■ DATA FOR PROCESSING
start

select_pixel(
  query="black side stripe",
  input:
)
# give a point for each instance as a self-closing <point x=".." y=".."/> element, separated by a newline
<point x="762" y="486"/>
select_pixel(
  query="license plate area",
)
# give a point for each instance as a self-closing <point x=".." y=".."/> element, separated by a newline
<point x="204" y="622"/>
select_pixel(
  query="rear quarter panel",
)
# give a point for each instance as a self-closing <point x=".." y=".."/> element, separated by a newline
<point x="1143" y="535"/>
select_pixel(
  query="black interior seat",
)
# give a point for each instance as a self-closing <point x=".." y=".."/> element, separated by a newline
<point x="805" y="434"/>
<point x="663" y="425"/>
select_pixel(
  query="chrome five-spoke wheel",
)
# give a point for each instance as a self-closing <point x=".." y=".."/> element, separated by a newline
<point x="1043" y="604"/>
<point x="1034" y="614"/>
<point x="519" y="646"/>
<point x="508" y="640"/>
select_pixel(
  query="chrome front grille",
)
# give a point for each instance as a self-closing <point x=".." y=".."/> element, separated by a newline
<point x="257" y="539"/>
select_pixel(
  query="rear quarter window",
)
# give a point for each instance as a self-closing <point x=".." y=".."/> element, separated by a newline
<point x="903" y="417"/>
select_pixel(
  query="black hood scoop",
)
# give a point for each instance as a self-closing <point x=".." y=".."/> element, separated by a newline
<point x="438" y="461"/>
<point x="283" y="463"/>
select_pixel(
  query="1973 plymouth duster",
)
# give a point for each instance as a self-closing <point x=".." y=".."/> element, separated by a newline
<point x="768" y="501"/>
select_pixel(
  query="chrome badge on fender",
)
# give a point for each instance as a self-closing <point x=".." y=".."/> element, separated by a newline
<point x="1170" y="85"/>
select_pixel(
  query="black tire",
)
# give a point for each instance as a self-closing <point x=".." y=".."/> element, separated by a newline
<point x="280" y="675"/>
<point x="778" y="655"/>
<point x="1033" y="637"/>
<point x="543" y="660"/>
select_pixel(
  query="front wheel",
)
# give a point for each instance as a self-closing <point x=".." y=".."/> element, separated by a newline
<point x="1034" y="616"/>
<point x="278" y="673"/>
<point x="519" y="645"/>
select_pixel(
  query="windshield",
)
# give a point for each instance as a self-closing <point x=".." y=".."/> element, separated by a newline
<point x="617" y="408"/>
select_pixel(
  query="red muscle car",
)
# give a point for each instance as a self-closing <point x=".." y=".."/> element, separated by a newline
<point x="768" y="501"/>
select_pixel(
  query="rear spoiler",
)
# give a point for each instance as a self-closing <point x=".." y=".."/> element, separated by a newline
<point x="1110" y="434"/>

end

■ REQUIREMENT
Go through the listing and print each line exactly as it appears.

■ SOLUTION
select_pixel(
  query="black side stripe",
  input:
)
# give a point for each instance as a self-closing <point x=".." y=".."/> element, separated by a newline
<point x="762" y="486"/>
select_pixel(
  query="license plate area",
)
# give a point for each instance as a self-closing <point x=".." y=".."/> element, separated by a newline
<point x="204" y="622"/>
select_pixel(
  query="rear quarter panel",
)
# give a point for each instance as a self-closing <point x=".." y=".."/> element, separated by a newline
<point x="1143" y="535"/>
select_pixel(
  query="black interior seat",
)
# give a point for each instance as a self-closing <point x=".." y=".."/> element, separated by a newline
<point x="805" y="434"/>
<point x="663" y="425"/>
select_pixel(
  query="chrome five-spoke wheel",
)
# give a point for each instance as a self-closing <point x=".." y=".."/> element, separated by a newline
<point x="1043" y="604"/>
<point x="1034" y="614"/>
<point x="519" y="646"/>
<point x="508" y="640"/>
select_pixel(
  query="chrome front grille",
)
# give a point for each instance as a self-closing <point x=".." y=".."/> element, separated by a newline
<point x="257" y="539"/>
select_pixel(
  query="rear quarter window",
)
# give a point for each instance as a self-closing <point x=".." y=".."/> element, separated by a newline
<point x="903" y="417"/>
select_pixel(
  query="black hood scoop",
)
# give a point for each instance as a self-closing <point x=".." y=".."/> element, separated by a newline
<point x="438" y="461"/>
<point x="283" y="463"/>
select_pixel(
  query="1973 plymouth duster",
)
# give a point for each instance as a self-closing <point x=".." y=".."/> element, separated by a newline
<point x="768" y="501"/>
select_pixel(
  query="chrome badge on fender",
)
# give a point for each instance as a self-closing <point x=".." y=".."/> element, separated by a newline
<point x="1170" y="85"/>
select_pixel(
  query="black tire",
)
# give a point for each instance as a self-closing <point x=".." y=".."/> element, separated by a newline
<point x="280" y="675"/>
<point x="778" y="655"/>
<point x="1033" y="637"/>
<point x="543" y="660"/>
select_pixel(
  query="front wheel",
)
# give a point for each instance as a self-closing <point x=".." y=".."/> element, separated by a newline
<point x="1034" y="616"/>
<point x="278" y="673"/>
<point x="519" y="645"/>
select_pixel(
  query="windshield",
)
# give a point for each instance as a self-closing <point x=".." y=".."/> element, separated by a newline
<point x="617" y="408"/>
select_pixel(
  query="red muscle car",
)
# give a point for each instance as a self-closing <point x=".." y=".."/> element, separated by a newline
<point x="768" y="501"/>
select_pixel(
  query="rear spoiler",
)
# give a point for each instance as a self-closing <point x=".." y=".."/> element, separated by a newline
<point x="1110" y="434"/>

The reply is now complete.